**Source document**
Congress lacks authority … to set the terms and conditions under which the president may exercise his authority as commander in chief to control the conduct of operations during a war…Congress may no more regulate the president’s ability to detain and interrogate enemy combatants than it may regulate his ability to direct troop movements on the battlefield. Accordingly, we would construe [the law] to avoid this difficulty and conclude that it does not apply to the president’s detention and interrogation of enemy combatants.” (From a 56-page memo, “Detainee Interrogation in the Global War on Terrorism” written by a legal team for the Secretary of Defense on the eve of the Iraq War.)

Congress shall have the power … to declare war and make rules concerning captures on land and water … to define offenses against the law of nations [and] to make rules for the government and regulation of the land and naval forces.” (From the Constitution, David G. Savage and Richard B. Schmitt, Lawyers Ascribed Broad Power to Bush on Torture, the Los Angeles Times)

We need to have a less-cramped view of what torture is and is not.” (A military official explaining the approach of the team writing the above memo, Jess Bravin, Pentagon Report Set Framework For Use of Torture, The Wall Street Journal)

It’s a very cowboy kind of affair.” (Lt. Col. Steven L. Jordan, who controlled the Joint Interrogation and Debriefing Center at Abu Ghraib prison, speaking of the actions of the CIA unit there, R. Jeffrey Smith, Soldier Described White House Interest, the Washington Post)

**Information provided**
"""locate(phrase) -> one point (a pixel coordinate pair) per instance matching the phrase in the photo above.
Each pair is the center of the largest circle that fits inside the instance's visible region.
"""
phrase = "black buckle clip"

**Tasks to perform**
a) In the excerpt on detainee interrogation, who controlled the Joint Interrogation and Debriefing Center at Abu Ghraib prison?
b) Pick up the excerpt on detainee interrogation after its last sentence and continue it.

**Results for each task**
a) Lt. Col. Steven L. Jordan

b)
Room 101

For his dystopia, 1984, his classic novel of totalitarianism, George Orwell created “Room 101,” an interrogation room where a prisoner’s deepest fears were to be realized and applied. Tier 1 in Iraq’s Abu Ghraib prison, as the now-infamous photos indicate, was the Bush administration’s Room 101 for the “Arab mind,” and so the crown jewel of its global interrogation facilities; just as Guantanamo was the “crown jewel” of the prison camps in its global Bermuda Triangle of injustice; just as the new appointed “interim government” hidden within the ever-more fortified Green Zone in Baghdad and led by a prime minister and former CIA asset whose exile organization, we learned this week, once set off car bombs in downtown Baghdad, is now the crown jewel of “freedom and democracy” in the Middle East. This is our “war against terrorism.” Talk about an Orwellian world.

As it happens, from the heart of Abu Ghraib’s interrogation rooms and the acts of, as our President and other administration officials have repeatedly said, “a few people” or even “a few hillbillies,” the nature of, extent of, knowledge about, and responsibility for such acts has been rapidly spreading outwards across the imperium, upwards into the highest reaches of our government, and backwards in time. We now know, for instance, that, to the various acts of horror caught on camera in Abu Graib, we must add murder (or rather numerous murders) in Afghanistan as well as Iraq, and the use of electric shocks on prisoners, as the Marine Corps Times reported recently.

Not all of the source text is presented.